### [SHORT PROBLEM 1]
Rewrite the rows from the line with "Guideline: mark the green" to the line with "Target: green seedling", substituting "leafy seedling" for "green seedling" and leaving everything else unchanged.

Coffee and Destiny

During the first breakfast I had with my Serb, I was served a perfect espresso. Soon I would find out that what I thought was a treat made especially for me was actually his morning routine. See, I had grown up watching my parents brew full pots of Folgers in the morning, the residual coffee languishing in the carafe for hours, the smell permeating every inch of our suburban home. I myself adopted the coffee addiction during final exams in high school. I would sit at our kitchen table, brew a pot of coffee, and slowly drink cup after cup, while I pored over my physics and chemistry books for half the night, fueled by caffeine, and feeling very “adult” that I was drinking this stuff.

### [SHORT PROBLEM 2]
In the coffee essay, what brand of coffee did the narrator's parents brew in full pots in the morning?

### [MATERIALS PROVIDED]
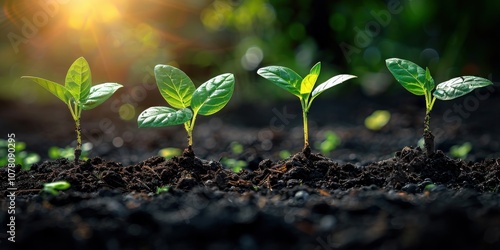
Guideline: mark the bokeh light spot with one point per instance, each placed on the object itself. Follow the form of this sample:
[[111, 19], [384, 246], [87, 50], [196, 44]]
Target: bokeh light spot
[[126, 111]]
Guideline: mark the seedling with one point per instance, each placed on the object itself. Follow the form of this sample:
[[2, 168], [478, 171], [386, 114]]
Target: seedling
[[461, 151], [162, 189], [78, 94], [53, 188], [419, 82], [235, 165], [179, 92], [301, 87]]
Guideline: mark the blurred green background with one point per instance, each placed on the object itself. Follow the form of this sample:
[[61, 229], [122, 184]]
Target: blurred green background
[[123, 40]]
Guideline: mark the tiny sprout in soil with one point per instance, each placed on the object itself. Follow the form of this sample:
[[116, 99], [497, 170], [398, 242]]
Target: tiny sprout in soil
[[301, 87], [420, 82], [179, 91], [53, 188], [78, 93]]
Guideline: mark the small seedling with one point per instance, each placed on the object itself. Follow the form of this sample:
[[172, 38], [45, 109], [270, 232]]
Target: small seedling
[[162, 189], [284, 154], [53, 188], [235, 165], [301, 87], [461, 151], [420, 82], [179, 91], [78, 93]]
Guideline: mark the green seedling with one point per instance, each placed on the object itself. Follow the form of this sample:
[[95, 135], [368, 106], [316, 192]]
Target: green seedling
[[461, 151], [377, 120], [420, 82], [292, 82], [235, 165], [179, 92], [78, 94], [53, 188], [162, 189], [22, 157]]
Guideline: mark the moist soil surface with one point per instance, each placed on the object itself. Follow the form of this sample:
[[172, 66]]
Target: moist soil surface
[[377, 190]]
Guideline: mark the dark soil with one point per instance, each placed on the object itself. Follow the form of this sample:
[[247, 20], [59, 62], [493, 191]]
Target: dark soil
[[367, 198]]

### [TASK ANSWER 1]
Guideline: mark the leafy seedling with one point per instance, each placed on the object itself. Follow the form of this sample:
[[95, 135], [368, 106], [316, 192]]
Target: leafy seedling

### [TASK ANSWER 2]
Folgers